## Short problem
Give back, unchanged, each line from the one containing "Phrase: shirt collar" through the last line of the entries below.

## Source data
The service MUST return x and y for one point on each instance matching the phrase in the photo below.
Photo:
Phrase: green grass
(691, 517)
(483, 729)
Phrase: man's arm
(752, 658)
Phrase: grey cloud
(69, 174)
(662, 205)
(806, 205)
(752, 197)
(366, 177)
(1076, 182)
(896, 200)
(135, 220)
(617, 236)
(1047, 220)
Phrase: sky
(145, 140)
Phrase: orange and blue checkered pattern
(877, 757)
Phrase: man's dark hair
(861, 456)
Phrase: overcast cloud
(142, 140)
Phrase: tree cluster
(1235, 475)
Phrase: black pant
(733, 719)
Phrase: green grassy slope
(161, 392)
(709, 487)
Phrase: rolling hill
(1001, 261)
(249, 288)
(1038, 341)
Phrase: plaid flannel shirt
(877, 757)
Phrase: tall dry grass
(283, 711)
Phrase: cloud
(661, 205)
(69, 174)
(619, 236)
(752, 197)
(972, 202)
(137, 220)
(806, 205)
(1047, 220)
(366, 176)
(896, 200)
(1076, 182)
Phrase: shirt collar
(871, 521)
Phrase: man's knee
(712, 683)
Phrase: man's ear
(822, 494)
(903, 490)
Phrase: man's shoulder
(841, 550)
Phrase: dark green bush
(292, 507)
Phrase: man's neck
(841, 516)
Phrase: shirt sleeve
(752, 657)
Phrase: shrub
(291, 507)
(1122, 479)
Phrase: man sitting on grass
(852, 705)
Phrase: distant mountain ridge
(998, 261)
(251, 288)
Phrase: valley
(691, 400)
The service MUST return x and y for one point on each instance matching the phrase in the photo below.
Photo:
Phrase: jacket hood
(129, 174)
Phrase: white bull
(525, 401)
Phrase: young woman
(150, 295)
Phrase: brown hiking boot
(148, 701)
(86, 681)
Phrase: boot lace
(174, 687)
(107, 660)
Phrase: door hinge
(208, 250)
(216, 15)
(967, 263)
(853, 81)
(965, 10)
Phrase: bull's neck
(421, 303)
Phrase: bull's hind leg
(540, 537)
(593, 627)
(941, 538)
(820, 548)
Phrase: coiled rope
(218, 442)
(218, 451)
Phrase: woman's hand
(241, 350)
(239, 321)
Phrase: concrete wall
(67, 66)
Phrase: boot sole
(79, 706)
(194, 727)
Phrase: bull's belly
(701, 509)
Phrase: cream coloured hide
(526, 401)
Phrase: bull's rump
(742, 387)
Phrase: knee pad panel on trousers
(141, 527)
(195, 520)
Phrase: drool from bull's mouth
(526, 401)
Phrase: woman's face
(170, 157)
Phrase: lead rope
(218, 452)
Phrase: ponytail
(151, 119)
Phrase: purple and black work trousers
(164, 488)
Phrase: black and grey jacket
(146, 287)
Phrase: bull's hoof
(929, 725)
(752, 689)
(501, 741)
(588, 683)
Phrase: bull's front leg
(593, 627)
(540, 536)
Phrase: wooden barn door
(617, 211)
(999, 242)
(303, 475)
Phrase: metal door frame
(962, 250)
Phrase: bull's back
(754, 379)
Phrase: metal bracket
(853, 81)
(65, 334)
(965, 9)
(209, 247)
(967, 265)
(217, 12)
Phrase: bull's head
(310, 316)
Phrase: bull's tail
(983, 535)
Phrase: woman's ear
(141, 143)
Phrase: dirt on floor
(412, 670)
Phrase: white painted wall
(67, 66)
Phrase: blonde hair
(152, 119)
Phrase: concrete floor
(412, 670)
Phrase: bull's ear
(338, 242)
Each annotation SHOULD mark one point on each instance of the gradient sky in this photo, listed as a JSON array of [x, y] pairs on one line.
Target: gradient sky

## Written solution
Phrase: shirt collar
(871, 521)
Phrase: man's knee
(712, 683)
Phrase: man's ear
(822, 494)
(903, 490)
Phrase: man's shoulder
(841, 550)
Phrase: dark green bush
(292, 507)
Phrase: man's neck
(841, 516)
Phrase: shirt sleeve
(752, 657)
Phrase: shrub
(291, 507)
(1122, 479)
Phrase: man sitting on grass
(852, 705)
Phrase: distant mountain ridge
(998, 261)
(251, 288)
Phrase: valley
(691, 400)
The service MUST return x and y for one point on each instance matching the phrase in the photo below.
Photo:
Phrase: jacket hood
(129, 174)
Phrase: white bull
(525, 401)
Phrase: young woman
(150, 295)
Phrase: brown hiking boot
(148, 701)
(86, 681)
Phrase: boot lace
(174, 687)
(107, 660)
Phrase: door hinge
(208, 250)
(216, 15)
(967, 263)
(853, 81)
(965, 10)
Phrase: bull's neck
(421, 303)
Phrase: bull's hind leg
(540, 537)
(593, 627)
(941, 538)
(820, 548)
Phrase: coiled rope
(218, 442)
(218, 451)
Phrase: woman's hand
(241, 350)
(239, 321)
Phrase: concrete wall
(67, 66)
Phrase: boot sole
(79, 706)
(194, 727)
Phrase: bull's belly
(701, 509)
Phrase: cream coloured hide
(526, 401)
Phrase: bull's rump
(742, 387)
Phrase: knee pad panel on trousers
(141, 527)
(195, 520)
Phrase: drool from bull's mouth
(526, 401)
Phrase: woman's face
(170, 157)
Phrase: lead rope
(218, 452)
Phrase: ponytail
(151, 119)
Phrase: purple and black work trousers
(164, 488)
Phrase: black and grey jacket
(146, 287)
Phrase: bull's hoof
(929, 725)
(752, 689)
(501, 741)
(588, 683)
Phrase: bull's front leg
(593, 627)
(540, 536)
Phrase: wooden barn door
(617, 211)
(999, 242)
(303, 475)
Phrase: metal door frame
(962, 250)
Phrase: bull's back
(754, 379)
Phrase: metal bracket
(853, 81)
(65, 334)
(965, 9)
(209, 247)
(967, 265)
(217, 12)
Phrase: bull's head
(310, 316)
Phrase: bull's tail
(983, 535)
Phrase: woman's ear
(141, 143)
Phrase: dirt on floor
(412, 670)
Phrase: white painted wall
(67, 66)
Phrase: blonde hair
(152, 119)
Phrase: concrete floor
(412, 670)
Phrase: bull's ear
(338, 242)
Each annotation SHOULD mark one point on each instance of the gradient sky in this photo, listed as a JSON array of [x, y] pairs on one line.
Target: gradient sky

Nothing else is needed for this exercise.